● TASK DIRECTIONS:
Please collect every line of the items below that contains the word "window", copying each such line in full.

═════ LISTED ENTRIES

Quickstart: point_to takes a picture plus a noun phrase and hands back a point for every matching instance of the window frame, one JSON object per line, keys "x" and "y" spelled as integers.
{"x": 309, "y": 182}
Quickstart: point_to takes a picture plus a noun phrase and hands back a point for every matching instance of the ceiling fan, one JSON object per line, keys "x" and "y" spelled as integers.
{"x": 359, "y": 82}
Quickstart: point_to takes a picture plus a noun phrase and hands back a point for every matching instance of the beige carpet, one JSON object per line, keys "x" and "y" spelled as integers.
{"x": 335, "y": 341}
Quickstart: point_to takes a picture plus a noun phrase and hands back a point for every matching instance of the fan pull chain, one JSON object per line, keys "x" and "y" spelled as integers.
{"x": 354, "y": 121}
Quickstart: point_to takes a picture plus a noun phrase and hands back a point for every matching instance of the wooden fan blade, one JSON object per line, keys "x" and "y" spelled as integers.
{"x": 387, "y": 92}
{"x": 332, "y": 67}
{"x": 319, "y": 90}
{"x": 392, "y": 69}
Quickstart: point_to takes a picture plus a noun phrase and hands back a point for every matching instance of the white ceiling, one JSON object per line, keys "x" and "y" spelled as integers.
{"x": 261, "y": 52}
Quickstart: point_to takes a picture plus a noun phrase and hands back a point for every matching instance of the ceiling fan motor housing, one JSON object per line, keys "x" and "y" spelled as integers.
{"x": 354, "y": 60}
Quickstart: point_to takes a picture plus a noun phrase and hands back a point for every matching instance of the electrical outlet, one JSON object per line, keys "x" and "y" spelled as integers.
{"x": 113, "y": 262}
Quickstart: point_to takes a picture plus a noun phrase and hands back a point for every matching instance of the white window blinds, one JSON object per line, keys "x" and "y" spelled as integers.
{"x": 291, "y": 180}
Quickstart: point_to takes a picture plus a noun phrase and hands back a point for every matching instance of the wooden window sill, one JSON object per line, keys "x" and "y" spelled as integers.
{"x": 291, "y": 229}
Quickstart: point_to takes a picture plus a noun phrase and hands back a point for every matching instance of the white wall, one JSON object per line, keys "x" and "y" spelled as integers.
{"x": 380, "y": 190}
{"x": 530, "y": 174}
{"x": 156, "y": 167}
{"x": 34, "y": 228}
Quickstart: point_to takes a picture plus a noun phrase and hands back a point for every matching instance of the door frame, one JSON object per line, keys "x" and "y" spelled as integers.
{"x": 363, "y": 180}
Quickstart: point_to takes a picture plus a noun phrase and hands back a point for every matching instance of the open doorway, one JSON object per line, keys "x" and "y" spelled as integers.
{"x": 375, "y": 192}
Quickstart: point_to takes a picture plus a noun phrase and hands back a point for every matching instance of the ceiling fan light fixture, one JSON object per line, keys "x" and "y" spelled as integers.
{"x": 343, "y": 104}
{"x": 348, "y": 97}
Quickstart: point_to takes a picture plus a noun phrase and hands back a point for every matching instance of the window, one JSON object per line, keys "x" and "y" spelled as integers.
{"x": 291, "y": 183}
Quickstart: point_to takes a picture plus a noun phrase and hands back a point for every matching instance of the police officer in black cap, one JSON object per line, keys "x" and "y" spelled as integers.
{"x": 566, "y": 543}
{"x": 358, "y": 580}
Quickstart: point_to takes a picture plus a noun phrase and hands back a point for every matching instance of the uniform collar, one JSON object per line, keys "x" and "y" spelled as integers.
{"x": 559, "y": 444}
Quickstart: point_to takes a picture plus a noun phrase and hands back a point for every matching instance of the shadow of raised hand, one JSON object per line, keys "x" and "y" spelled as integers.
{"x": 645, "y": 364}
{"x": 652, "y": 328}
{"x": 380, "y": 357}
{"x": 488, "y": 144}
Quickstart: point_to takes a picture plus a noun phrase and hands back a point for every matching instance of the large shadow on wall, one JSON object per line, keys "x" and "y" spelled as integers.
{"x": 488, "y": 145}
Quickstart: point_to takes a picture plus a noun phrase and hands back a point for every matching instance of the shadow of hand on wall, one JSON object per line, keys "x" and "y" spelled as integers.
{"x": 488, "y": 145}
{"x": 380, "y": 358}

══════════
═════ LISTED ENTRIES

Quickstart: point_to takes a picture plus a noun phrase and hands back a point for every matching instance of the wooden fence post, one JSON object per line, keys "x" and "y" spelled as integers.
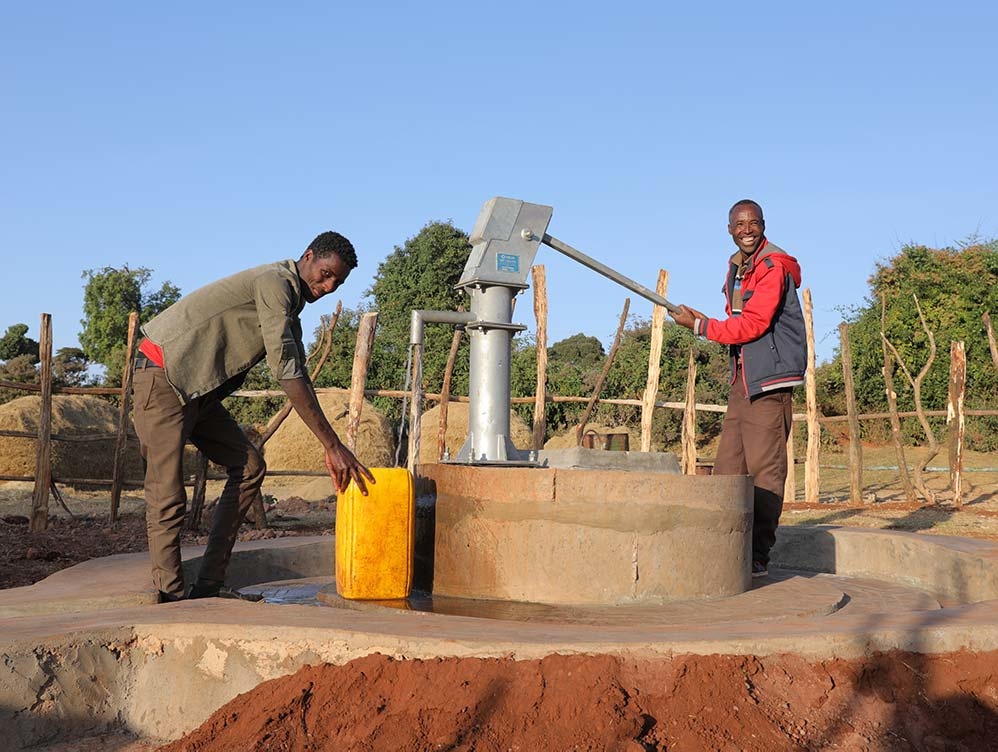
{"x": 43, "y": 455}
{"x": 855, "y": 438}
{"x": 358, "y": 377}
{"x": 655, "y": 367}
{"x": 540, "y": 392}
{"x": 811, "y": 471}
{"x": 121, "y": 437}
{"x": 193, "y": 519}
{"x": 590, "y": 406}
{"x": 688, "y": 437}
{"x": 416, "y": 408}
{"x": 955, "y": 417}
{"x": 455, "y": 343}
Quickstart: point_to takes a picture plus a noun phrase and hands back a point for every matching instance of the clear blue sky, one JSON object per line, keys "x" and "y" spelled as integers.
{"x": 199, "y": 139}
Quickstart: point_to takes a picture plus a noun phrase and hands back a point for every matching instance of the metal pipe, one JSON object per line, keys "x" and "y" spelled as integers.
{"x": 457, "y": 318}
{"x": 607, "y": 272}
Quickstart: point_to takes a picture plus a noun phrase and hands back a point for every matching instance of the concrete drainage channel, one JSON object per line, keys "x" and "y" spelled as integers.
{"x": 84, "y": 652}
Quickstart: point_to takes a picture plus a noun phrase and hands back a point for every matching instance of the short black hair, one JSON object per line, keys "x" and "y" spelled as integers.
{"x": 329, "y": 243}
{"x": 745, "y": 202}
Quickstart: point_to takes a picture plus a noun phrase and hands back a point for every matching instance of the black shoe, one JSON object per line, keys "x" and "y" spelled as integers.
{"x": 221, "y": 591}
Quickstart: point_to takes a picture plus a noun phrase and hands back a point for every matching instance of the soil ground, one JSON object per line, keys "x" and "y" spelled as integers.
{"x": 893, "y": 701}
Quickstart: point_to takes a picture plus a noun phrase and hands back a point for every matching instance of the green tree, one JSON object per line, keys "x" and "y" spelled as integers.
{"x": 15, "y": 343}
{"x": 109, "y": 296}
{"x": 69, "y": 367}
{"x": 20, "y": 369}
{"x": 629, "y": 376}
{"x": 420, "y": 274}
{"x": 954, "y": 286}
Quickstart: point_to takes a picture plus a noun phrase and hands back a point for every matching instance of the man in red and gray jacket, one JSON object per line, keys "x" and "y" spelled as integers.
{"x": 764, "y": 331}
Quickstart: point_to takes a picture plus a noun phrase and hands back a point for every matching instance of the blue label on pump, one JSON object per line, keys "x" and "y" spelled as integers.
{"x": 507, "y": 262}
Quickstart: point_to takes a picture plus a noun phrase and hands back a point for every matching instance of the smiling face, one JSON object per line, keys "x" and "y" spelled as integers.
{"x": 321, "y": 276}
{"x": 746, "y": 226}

══════════

● RESULT FOR THIS EXERCISE:
Quickstart: point_to takes a picture plus a noun phrase and hands back a point for every matching instance of the window frame, one JSON object per line, keys "x" and "y" spelled as integers.
Quickstart: point_to takes a picture plus a noun phrase and hands back a point for every matching instance of the white window blinds, one JSON object per line, keys "x" and "y" spelled as integers.
Quickstart: point_to takes a picture plus a noun phrase and hands back a point for every matching instance of the wooden window sill, one JSON object per line, keys "x" and "y" spelled as integers.
Quickstart: point_to takes a picture plus a noun phrase and hands back a point for every matching instance of the window, one JSON object per line, keys "x" and "y" spelled as integers.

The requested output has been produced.